◆ **MATERIAL**
☆ ☆ ☆ ☆ ☆ ☆ ☆

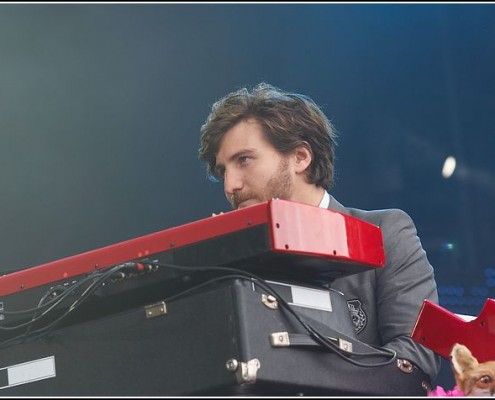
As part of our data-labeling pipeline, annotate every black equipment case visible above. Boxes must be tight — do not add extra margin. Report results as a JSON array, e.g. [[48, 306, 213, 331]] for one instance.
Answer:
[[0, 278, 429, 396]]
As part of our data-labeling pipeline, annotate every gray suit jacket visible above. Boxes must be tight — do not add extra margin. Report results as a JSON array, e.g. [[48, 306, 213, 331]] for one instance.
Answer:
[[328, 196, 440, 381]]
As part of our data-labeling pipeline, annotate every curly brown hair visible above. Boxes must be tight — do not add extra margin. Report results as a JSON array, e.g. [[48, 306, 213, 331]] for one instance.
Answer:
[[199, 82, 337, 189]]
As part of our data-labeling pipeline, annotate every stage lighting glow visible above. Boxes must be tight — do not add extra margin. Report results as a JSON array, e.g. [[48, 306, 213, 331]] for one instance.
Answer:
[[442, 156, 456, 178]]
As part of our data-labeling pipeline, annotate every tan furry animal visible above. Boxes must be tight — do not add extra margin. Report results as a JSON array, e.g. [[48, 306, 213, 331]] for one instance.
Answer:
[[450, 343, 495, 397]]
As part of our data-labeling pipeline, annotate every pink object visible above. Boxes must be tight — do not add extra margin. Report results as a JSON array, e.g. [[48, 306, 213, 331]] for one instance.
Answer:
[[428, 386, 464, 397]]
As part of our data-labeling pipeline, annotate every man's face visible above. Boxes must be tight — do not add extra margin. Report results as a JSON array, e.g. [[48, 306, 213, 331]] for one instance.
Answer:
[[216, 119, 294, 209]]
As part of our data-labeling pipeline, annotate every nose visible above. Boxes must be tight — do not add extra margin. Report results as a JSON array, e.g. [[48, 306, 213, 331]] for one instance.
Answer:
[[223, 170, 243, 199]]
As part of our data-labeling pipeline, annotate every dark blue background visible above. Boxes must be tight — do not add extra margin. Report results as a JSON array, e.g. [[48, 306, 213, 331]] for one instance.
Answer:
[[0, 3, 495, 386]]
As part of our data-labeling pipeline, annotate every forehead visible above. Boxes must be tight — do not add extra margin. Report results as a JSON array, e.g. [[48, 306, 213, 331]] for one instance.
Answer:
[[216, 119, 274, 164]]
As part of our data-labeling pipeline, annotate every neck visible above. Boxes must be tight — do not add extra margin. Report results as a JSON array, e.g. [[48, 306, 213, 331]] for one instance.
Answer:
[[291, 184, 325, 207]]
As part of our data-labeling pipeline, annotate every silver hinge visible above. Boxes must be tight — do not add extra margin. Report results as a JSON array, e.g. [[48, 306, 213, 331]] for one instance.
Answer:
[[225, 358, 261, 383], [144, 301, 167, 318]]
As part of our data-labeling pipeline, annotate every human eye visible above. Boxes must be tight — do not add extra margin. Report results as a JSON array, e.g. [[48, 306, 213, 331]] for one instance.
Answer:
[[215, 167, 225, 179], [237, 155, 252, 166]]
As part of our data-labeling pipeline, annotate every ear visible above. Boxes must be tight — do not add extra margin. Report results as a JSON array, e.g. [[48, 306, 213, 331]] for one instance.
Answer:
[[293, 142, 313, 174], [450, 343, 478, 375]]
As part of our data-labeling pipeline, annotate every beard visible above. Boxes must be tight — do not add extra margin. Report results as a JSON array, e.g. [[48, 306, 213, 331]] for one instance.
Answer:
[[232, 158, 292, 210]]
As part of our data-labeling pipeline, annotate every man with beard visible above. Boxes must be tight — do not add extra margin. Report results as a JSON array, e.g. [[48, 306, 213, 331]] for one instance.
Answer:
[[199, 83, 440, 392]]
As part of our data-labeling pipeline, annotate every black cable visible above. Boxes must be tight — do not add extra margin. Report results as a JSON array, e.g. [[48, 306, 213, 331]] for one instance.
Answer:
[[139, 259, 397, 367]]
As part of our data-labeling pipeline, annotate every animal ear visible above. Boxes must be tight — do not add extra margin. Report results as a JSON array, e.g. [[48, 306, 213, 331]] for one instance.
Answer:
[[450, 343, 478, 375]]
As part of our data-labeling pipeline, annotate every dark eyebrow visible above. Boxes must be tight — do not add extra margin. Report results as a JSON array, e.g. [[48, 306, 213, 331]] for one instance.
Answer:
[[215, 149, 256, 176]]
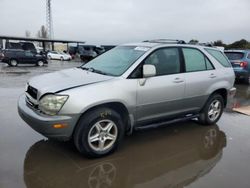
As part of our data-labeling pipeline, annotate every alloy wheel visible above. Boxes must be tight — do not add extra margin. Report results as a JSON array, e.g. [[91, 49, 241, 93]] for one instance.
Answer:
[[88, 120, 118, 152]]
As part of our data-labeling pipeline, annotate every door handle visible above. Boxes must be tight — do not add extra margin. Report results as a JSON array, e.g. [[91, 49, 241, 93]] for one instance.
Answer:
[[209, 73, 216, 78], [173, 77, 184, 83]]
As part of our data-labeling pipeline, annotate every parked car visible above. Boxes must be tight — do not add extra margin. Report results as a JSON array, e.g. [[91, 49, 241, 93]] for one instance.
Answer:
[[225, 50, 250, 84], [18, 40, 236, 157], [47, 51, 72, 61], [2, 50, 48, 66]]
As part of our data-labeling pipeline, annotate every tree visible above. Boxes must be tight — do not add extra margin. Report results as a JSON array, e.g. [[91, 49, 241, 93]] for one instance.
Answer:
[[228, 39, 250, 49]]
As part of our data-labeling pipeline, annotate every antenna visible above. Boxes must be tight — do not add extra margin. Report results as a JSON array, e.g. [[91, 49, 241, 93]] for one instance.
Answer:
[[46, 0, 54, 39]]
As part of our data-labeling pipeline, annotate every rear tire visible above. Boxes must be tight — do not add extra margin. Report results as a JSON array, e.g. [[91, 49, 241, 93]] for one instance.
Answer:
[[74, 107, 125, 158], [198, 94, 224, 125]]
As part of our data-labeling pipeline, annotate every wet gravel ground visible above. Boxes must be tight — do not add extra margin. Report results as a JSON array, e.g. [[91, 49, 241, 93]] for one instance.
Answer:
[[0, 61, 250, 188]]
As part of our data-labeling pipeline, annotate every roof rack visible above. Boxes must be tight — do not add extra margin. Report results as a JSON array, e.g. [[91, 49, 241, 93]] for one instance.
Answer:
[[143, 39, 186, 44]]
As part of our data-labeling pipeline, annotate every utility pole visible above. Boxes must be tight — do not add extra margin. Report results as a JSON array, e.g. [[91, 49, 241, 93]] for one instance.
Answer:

☆ ☆ ☆ ☆ ☆ ☆ ☆

◆ **SHORT PROBLEM**
Please copy out, unchanged, everything in the records from the line containing "As part of our data-labeling pipeline, annotate every pink" down to the line containing "[[0, 3, 495, 386]]", including both of those lines.

◆ **RESPONSE BELOW**
As part of our data-labeling pipeline, annotate every pink object visible above. Boxes must be tight — do not add extra margin. Report results as a JSON array, e.g. [[48, 306, 213, 331]] for one instance.
Answer:
[[428, 386, 464, 397]]
As part of our data-labeling pipeline, annotate every man's face visible above. Boxes must be tight — do not add extra margin. Report results as a JSON array, e.g. [[48, 306, 213, 331]] for one instance.
Answer:
[[216, 119, 294, 209]]
As part of our data-labeling pipeline, annotate every nose visible above. Boxes must be tight — do not add extra margin. Report results as a JSON array, e.g. [[48, 306, 213, 331]] for one instance.
Answer:
[[223, 170, 243, 199]]
As part of our data-labeling pipeline, annotate every dark blue background visible above. Boxes must be tight — do not add extra margin. Report results as a JSON array, e.g. [[48, 306, 213, 331]] for one instance.
Answer:
[[0, 3, 495, 386]]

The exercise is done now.